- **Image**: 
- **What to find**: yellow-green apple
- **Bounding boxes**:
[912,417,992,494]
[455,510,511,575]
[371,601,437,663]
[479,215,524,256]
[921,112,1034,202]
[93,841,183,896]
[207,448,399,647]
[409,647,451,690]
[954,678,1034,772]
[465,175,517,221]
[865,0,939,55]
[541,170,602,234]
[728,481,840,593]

Request:
Please copy the material above line for line, changing nothing.

Task solution:
- **Image**: 
- **What to find**: yellow-green apple
- **Bounding boxes**:
[912,417,992,494]
[455,510,511,575]
[371,601,437,663]
[479,215,524,256]
[921,112,1034,202]
[93,841,183,896]
[207,448,399,647]
[409,647,451,690]
[954,678,1034,772]
[465,175,517,221]
[865,0,939,55]
[541,170,602,234]
[728,481,840,593]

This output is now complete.